* [Verilen metin]
□ □ □ □ □ □ □

22. Hukuk Dairesi 2014/32997 E. , 2016/6129 K.
"İçtihat Metni"
MAHKEMESİ :İş Mahkemesi
######
DAVA : Davacı, kıdem, ihbar tazminatı, fazla mesai, EKAT ücret ile ulusal bayram ve genel tatil ücreti alacaklarının ödetilmesine karar verilmesini istemiştir.
Mahkeme, isteği kısmen hüküm altına almıştır.

□ □ □ □ □ □ □

* [Ham veri]
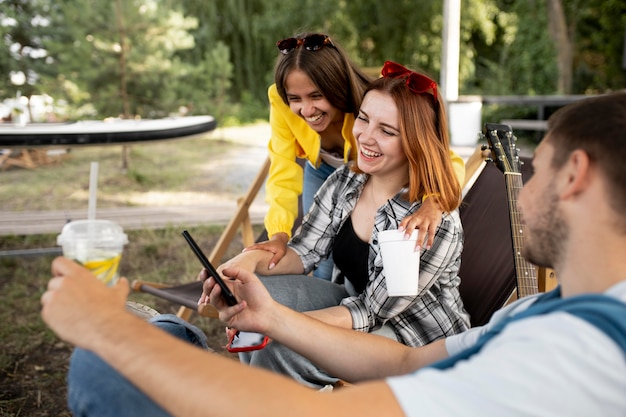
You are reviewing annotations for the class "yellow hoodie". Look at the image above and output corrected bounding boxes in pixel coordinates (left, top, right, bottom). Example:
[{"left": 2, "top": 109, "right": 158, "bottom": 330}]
[{"left": 265, "top": 84, "right": 465, "bottom": 237}]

□ □ □ □ □ □ □

* [Yazılı alıştırma A] İçtihat metnine göre mahkeme, davacının isteği hakkında nasıl bir karar vermiştir?
* [Yazılı alıştırma B] İçtihat metninin "22. Hukuk Dairesi" ile "hüküm altına almıştır." arasındaki kısmını, bu iki ifade de dahil olmak üzere aynen yeniden yazın.

* [Doğru sonuç A] Mahkeme, isteği kısmen hüküm altına almıştır.

* [Doğru sonuç B]
22. Hukuk Dairesi 2014/32997 E. , 2016/6129 K.
"İçtihat Metni"
MAHKEMESİ :İş Mahkemesi
######
DAVA : Davacı, kıdem, ihbar tazminatı, fazla mesai, EKAT ücret ile ulusal bayram ve genel tatil ücreti alacaklarının ödetilmesine karar verilmesini istemiştir.
Mahkeme, isteği kısmen hüküm altına almıştır.